## Extract
- - -
In the summer of 1982, some friends and I made the short journey across London to see the Rolling Stones at Wembley Stadium on their 20th anniversary tour.
As members of the punk generation who had revived the old hippy adage of ‘never trust anyone over thirty’ with particular relish, we probably viewed the Stones with a rather more jaundiced eye that their more fervent followers. However, we recognised the fact that they could certainly put a tune together and, even a decade after their peak, they still carried a certain ‘outlaw chic’ that should make them worth watching.
The gig was a massive disappointment. The torrential downpour didn’t help, but the Stones appeared disinterested and just going through the motions for the sake of it. If you didn’t know better, you’d have said they were bored.
On the way home our verdict was pretty much unanimous; they should call it a day and retire.
At the time, Mick and Keith were both 39.
- - -
## What this exercise asks
[a] According to the passage about the 1982 Wembley concert, why did the writer and friends still think the Rolling Stones were worth seeing? Answer in one to three sentences.
[b] Write the next part of the passage about the 1982 Wembley concert, picking up after the line giving Mick and Keith's ages.

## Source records
- - -
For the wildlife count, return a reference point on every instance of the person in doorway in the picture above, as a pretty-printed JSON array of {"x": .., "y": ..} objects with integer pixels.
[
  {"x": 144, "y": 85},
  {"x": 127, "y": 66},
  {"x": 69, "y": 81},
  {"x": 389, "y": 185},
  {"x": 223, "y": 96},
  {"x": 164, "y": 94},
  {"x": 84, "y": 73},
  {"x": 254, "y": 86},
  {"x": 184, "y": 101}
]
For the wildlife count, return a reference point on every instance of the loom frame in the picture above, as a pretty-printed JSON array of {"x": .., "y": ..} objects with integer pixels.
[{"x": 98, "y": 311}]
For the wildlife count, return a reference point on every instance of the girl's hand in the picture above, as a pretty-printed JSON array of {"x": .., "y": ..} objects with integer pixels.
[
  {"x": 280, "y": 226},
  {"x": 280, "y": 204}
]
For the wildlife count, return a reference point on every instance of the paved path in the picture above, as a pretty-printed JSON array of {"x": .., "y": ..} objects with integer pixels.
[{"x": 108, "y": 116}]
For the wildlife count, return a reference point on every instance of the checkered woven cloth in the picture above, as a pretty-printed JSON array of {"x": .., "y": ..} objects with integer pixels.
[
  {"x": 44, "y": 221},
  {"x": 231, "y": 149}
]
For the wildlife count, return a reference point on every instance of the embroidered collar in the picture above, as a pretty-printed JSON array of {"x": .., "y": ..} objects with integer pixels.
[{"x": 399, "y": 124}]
- - -
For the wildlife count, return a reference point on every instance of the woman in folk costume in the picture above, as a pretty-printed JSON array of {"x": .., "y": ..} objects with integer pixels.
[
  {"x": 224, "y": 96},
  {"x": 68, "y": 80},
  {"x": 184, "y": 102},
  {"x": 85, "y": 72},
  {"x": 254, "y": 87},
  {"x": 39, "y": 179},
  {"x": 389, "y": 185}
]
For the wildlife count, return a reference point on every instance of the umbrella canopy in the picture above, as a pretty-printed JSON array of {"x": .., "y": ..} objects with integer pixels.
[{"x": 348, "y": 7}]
- - -
## Written responses
[a] They felt the Stones could certainly put a tune together. Even a decade after their peak, the band still carried a certain 'outlaw chic.'

[b]
Time is on my side
Retirement has changed markedly since the early 80s. At that time, it usually involved stopping work on a Friday with a glass of warm white wine with the boss. That common archetype would also include the same boss presenting you with a carriage clock – presumably, so you could watch the rest of your life ticking away, starting on the following Monday.
You would have probably retired on the day your State Pension started, so you would get that amount, plus an annuity from any pension scheme you’d been a member of. Remember, personal pension arrangements – known then as retirement annuities – were still a relatively new concept, with restrictions on who could contribute to them and how much they could pay.
That scenario persisted up until the 1990s, when, thanks to changes in pension legislation, retirement became a far more flexible proposition. New expressions such as ‘drawing down income’ and ‘phasing retirement’ started becoming more prevalent.
Since that time, people have started viewing retirement differently. According to research by Merrill Lynch, 88% now see retirement being a time for a new beginning with 92% saying it offered them greater freedom and flexibility to do what they want.
People are also challenging the idea that they must stop work at a certain age. Projections from the Office for National Statistics suggest that one in five people are currently working beyond retirement age, and that figure is set to double in the next thirty years.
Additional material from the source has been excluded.